Given entries —
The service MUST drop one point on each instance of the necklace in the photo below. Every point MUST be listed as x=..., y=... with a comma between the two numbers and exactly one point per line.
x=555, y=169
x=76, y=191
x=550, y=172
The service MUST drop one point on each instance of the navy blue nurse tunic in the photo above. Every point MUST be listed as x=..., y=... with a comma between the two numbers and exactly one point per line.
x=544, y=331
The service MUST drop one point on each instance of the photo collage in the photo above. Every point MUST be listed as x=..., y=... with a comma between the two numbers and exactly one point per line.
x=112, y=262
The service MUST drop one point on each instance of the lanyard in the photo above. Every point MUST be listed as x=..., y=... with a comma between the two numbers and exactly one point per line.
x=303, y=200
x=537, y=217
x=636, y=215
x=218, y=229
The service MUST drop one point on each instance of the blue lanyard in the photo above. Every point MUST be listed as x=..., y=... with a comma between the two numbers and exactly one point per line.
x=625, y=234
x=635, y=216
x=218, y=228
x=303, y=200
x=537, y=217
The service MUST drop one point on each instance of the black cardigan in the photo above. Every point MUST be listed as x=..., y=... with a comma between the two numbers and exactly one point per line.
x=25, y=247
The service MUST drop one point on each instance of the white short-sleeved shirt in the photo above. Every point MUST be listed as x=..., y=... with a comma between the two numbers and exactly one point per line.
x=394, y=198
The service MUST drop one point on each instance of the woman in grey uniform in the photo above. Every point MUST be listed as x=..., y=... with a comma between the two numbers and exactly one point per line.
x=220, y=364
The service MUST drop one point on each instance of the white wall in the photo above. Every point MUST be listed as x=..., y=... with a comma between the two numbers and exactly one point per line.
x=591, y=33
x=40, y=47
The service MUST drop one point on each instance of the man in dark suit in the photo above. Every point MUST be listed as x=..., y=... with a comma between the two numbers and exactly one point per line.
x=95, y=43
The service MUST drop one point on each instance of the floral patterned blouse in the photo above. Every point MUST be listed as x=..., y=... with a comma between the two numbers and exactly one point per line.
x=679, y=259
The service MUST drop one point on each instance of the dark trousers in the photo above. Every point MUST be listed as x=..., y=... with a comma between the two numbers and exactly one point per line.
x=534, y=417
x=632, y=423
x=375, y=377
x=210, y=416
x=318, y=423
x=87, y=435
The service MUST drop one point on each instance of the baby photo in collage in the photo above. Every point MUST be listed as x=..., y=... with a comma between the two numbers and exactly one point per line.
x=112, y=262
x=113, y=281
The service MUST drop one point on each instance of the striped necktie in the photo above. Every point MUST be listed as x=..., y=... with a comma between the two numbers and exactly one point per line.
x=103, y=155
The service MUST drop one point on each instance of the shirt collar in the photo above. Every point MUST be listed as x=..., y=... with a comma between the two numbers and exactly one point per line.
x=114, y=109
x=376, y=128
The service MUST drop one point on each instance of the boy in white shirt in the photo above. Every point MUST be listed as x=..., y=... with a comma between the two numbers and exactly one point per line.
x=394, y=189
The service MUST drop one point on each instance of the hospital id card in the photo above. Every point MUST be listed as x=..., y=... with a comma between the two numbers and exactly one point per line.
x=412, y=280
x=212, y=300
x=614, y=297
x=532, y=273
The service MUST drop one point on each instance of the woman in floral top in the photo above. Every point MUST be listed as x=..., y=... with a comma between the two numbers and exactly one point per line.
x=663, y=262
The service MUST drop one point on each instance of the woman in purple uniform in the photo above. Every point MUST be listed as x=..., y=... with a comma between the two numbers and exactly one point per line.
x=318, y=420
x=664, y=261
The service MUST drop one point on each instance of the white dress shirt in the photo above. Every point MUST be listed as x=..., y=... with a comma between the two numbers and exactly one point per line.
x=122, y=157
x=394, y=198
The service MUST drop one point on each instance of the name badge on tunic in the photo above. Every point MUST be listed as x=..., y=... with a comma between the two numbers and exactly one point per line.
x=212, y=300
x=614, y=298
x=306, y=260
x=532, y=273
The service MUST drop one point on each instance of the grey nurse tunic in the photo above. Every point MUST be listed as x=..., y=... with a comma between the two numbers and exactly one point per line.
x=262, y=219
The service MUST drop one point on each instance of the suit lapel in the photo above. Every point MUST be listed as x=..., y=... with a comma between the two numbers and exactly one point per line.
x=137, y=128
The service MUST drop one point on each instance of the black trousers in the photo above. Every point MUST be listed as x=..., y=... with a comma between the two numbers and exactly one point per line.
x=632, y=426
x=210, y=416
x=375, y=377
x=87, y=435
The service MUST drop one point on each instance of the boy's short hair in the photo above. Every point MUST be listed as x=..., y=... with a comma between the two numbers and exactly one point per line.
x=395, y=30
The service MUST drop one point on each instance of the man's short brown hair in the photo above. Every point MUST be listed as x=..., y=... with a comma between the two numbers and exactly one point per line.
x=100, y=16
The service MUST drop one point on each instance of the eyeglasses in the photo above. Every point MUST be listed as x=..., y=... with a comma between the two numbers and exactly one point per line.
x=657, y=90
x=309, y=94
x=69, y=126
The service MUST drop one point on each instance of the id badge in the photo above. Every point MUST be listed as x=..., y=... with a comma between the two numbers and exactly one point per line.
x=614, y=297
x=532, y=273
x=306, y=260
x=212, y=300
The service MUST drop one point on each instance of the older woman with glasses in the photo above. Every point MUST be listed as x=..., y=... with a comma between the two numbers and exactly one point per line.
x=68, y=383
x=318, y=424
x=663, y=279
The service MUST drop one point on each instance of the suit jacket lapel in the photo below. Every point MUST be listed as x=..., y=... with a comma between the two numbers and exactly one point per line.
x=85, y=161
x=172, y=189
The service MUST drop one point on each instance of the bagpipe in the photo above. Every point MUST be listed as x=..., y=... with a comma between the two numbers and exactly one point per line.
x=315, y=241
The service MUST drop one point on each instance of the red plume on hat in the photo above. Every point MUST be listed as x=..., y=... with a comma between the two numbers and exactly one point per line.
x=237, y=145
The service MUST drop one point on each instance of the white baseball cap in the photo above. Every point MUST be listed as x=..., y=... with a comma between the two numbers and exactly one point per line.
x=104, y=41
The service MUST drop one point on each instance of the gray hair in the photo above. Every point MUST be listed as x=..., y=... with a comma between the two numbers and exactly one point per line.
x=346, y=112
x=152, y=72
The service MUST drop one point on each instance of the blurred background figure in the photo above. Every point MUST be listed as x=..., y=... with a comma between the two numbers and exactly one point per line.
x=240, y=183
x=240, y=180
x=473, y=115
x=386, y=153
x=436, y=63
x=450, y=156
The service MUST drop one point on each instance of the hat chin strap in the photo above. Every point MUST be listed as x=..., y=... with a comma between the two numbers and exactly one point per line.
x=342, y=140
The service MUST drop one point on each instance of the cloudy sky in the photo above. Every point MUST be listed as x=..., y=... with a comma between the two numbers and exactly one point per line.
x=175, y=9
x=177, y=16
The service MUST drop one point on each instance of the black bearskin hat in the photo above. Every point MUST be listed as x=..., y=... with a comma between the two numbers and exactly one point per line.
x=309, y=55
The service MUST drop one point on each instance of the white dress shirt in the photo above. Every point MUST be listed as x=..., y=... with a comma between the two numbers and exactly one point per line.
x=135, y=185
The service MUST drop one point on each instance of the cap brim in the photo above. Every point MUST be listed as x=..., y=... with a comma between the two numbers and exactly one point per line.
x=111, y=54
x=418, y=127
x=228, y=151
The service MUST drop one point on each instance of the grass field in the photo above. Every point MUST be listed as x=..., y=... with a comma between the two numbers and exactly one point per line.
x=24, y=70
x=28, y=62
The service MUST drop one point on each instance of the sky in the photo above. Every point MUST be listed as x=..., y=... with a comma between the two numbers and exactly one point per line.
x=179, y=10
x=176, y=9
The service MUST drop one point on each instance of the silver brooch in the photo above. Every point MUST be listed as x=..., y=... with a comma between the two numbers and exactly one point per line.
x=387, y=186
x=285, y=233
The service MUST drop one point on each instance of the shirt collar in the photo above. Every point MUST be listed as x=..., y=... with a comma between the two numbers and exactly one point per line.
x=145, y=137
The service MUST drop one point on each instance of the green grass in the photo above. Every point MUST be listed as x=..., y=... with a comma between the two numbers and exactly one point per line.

Stated exercise — Edit the records from the line containing "of the blurred" through the line containing "x=135, y=185", replacing "drop" with "place" and leaving everything else unchanged. Return only those lines.

Exercise answer —
The service MUST place one point on each instance of the blurred background figure in the photo above. Every point MUST be listed as x=..., y=... with a comma between the two numbers and exactly one point per line.
x=240, y=183
x=240, y=180
x=473, y=115
x=386, y=153
x=436, y=63
x=450, y=156
The service MUST place one point on each instance of the hat chin strap in the photo above. Every point MUST be listed as x=..., y=... with a comma between the two numbers and exactly one point per line.
x=342, y=140
The service MUST place one point on each instance of the cloudy sky in the photo above. Every point MUST be listed as x=..., y=... with a comma between the two numbers and exactly one point per line.
x=175, y=9
x=177, y=16
The service MUST place one point on each instance of the black bearskin hat in the photo above. Every point MUST be listed as x=..., y=... with a comma between the two numbers and exactly one point per line.
x=309, y=55
The service MUST place one point on each instance of the white dress shirt in the photo above. Every point MUST be listed as x=..., y=... with a comma between the two numbers and exactly one point per line.
x=135, y=185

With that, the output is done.